For each statement below, say yes or no to whether the blog excerpt on Blakely rulings and the death penalty supports it, and quote the deciding words from the excerpt. 1. The Colorado Court of Appeals reversed Terry Lynn Barton's twelve-year state prison sentence on Blakely grounds. 2. The Death Penalty Information Center's year-end report documents an increase in executions for 2004. 3. When the writer accepted the Dayton speaking engagement, the writer expected the talk to be about Booker and Fanfan.

_Excerpted passage_.
══════════

Another notable Blakely case in Colorado
I am just back from talking about Blakely in Dayton, and later tonight I hope to share a number of the interesting points raised by the federal criminal justice practitioners at this event. But in the meantime, thanks to Howard Bashman at How Appealing, I see there is another notable state Blakely ruling from Colorado.
Today, in Colorado v. Barton, 03CA0793 (Colo. App. Ct. Dec. 16, 2004), the Colorado Court of Appeals on Blakely grounds reversed the twelve-year state prison sentence handed down to Terry Lynn Barton, who pled guilty to starting what is reported to be "the largest wildfire in Colorado history." This Denver Post article provides some of the details and the notable context.
For prior Colorado Blakely developments, see:
More on the decline of death
I have just enough time before I head out to Dayton to spotlight quickly a number of notable death penalty developments.
First, the Death Penalty Information Center now has available on-line its year-end on the death penalty. This report received a good deal of press earlier this week, as detailed here, because it documents for 2004 drops in death sentences, executions, death row population, and public support for capital punishment.
Second, this New York Times article reports on the remarkable New York legislative hearing concerning whether the state should reinstate the death penalty. (As detailed here, these hearings are necessary because six month ago, the New York Court of Appeals in People v. LaValle (discussed here) invalidated the "deadlock instruction" provision of New York's death penalty law.)
According to the Times article, famed Manhattan District Attorney Robert M. Morgenthau spoke out forcefully against the death penalty:
"The death penalty exacts a terrible price in dollars, lives and human decency," Mr. Morgenthau said. "Rather than tamping down the flames of violence, it fuels them."
December 15, 2004
Off to Dayton
When I accepted the speaking engagement a few months ago, I thought for sure this mid-December talk would be about Booker and Fanfan. But thanks the Supreme Court taking it's time, instead we will be talking about the wait for Booker and Fanfan.
Nevertheless, I always get great insights from talking to, and hearing from, practitioners about Blakely and its aftermath. With luck (and decent driving weather), I should be back on-line late tomorrow to share some of these insights.
While I am away, I hope the amazing dialogue being conducted around this post in the comments, and on other sites, will continue. (Thanks to Professor Orin Kerr at The Volokh Conspirary for driving blog traffic here by noting this compelling case.)

══════════

_Entries_.
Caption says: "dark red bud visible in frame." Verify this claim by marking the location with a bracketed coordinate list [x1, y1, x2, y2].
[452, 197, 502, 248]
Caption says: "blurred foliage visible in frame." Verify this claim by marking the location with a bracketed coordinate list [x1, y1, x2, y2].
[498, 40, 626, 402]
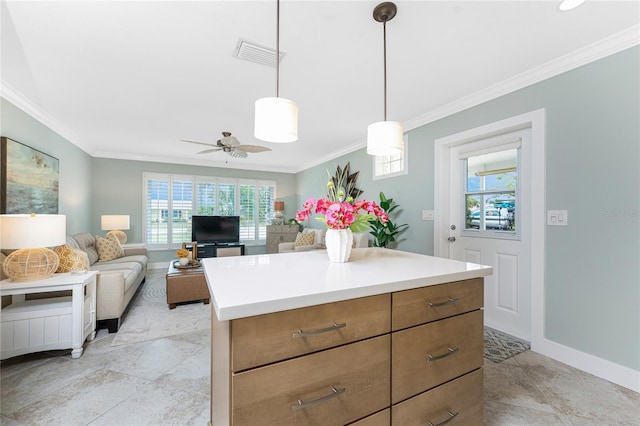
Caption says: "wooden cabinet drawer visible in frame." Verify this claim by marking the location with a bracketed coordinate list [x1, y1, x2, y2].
[391, 310, 484, 404]
[231, 294, 391, 372]
[392, 278, 484, 331]
[231, 334, 390, 426]
[391, 369, 483, 426]
[349, 408, 391, 426]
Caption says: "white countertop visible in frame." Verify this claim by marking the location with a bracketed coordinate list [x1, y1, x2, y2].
[203, 248, 493, 321]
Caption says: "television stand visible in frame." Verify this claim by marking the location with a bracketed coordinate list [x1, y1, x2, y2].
[187, 243, 244, 259]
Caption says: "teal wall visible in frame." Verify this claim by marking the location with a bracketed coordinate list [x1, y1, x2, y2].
[1, 46, 640, 371]
[297, 46, 640, 371]
[0, 98, 92, 234]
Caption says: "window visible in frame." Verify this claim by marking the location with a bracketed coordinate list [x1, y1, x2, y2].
[462, 142, 520, 238]
[143, 173, 276, 248]
[373, 134, 409, 180]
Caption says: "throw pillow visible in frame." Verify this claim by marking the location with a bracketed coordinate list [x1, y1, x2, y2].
[96, 235, 124, 262]
[293, 232, 315, 247]
[53, 244, 89, 272]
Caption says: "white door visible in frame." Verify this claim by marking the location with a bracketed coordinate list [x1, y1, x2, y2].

══════════

_Task solution_.
1. Yes: "the Colorado Court of Appeals on Blakely grounds reversed the twelve-year state prison sentence handed down to Terry Lynn Barton"
2. No: "it documents for 2004 drops in death sentences, executions, death row population, and public support for capital punishment"
3. Yes: "I thought for sure this mid-December talk would be about Booker and Fanfan"